* _Page excerpt_:
::::

Defunct tennis tournament
- Tour: USNLTA Circuit
- Founded: 1891; 134 years ago
- Abolished: 1894; 131 years ago
- Location: Magnolia Springs, Orlando, Florida, United States
- Venue: Magnolia Springs Tennis Club
- Surface: Hard

= Magnolia Springs Open =

The Magnolia Springs Open was a men's and women's hard cement court tennis tournament founded in 1891. The tournament was organised by the Magnolia Springs Tennis Club and was played in Magnolia Springs, Orlando, Florida, United States and was held annually until 1894 as part of the USNLTA Circuit when it was discontinued.

==History==
The Magnolia Springs Open was first held in 1891 it was organized by the Magnolia Springs Tennis Club, and was played at the Magnolia Springs Resort Hotel, Magnolia Springs, Orlando Florida United States. The men's singles title was won by Albert Empie Wright. The tournament was an official sanctioned vent of the United States National Lawn Tennis Association. The final edition was held in 1894 with the winner of the men's singles being Gregory Seeley Bryan. In 1895 the club did not renew the tournament and it was discontinued.

::::

* _Data section_:

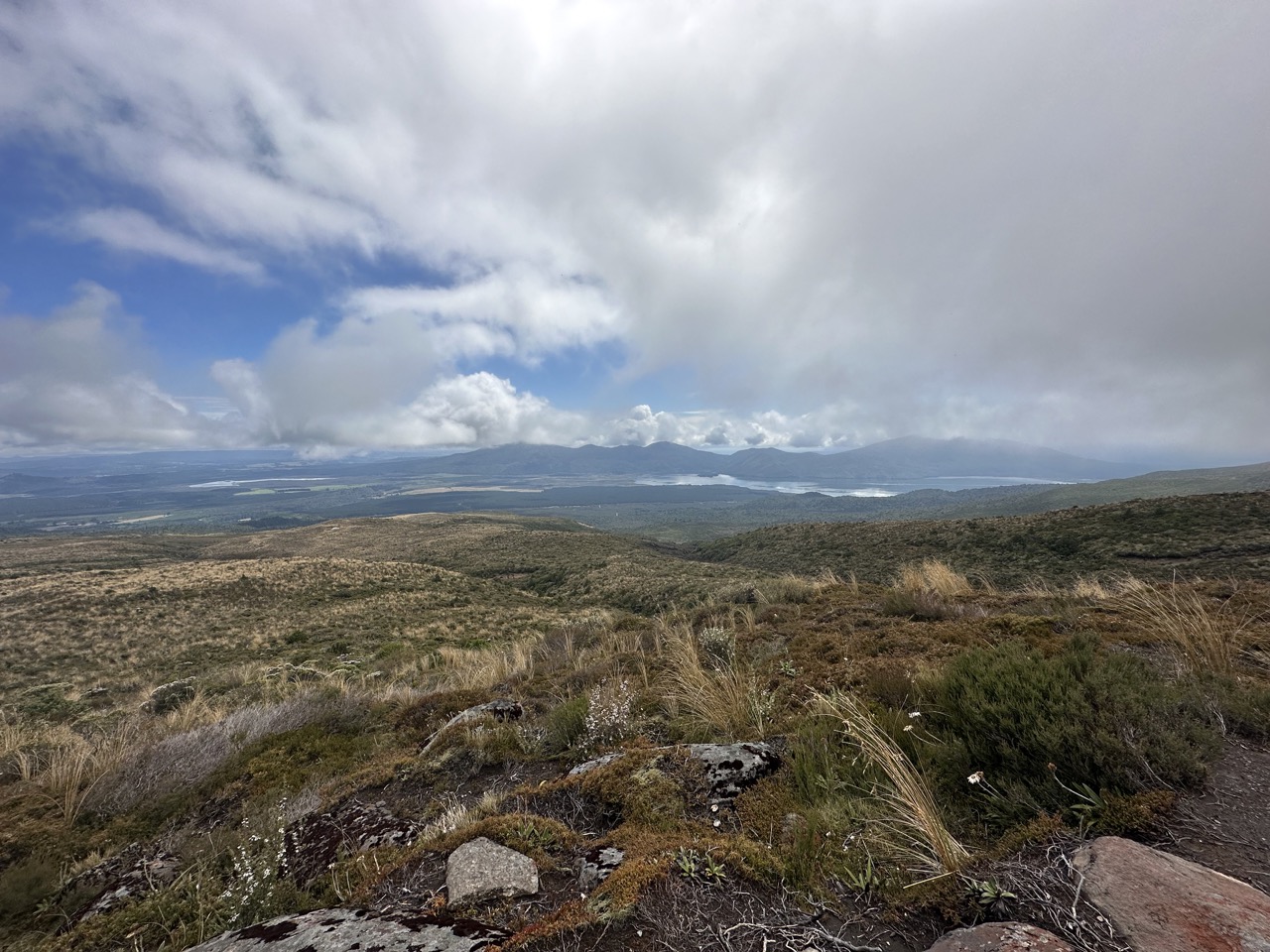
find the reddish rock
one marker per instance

::::

* _To be done_:
[a] Name each field listed in the summary at the top of the Magnolia Springs Open page.
[b] According to the Magnolia Springs Open page, why did the tournament stop after its 1894 edition?
[c] Answer these from the Magnolia Springs Open page:
(i) On what kind of court surface was the tournament played?
(ii) Who won the men's singles title at the first edition?
(iii) Who won the men's singles at the final edition in 1894?
The data is separate material from the tennis page.

* _The solutions_:
[a] Tour, Founded, Abolished, Location, Venue, Surface

[b] In 1895 the Magnolia Springs Tennis Club did not renew the tournament, so it was discontinued.

[c]
(i) Hard cement courts
(ii) Albert Empie Wright
(iii) Gregory Seeley Bryan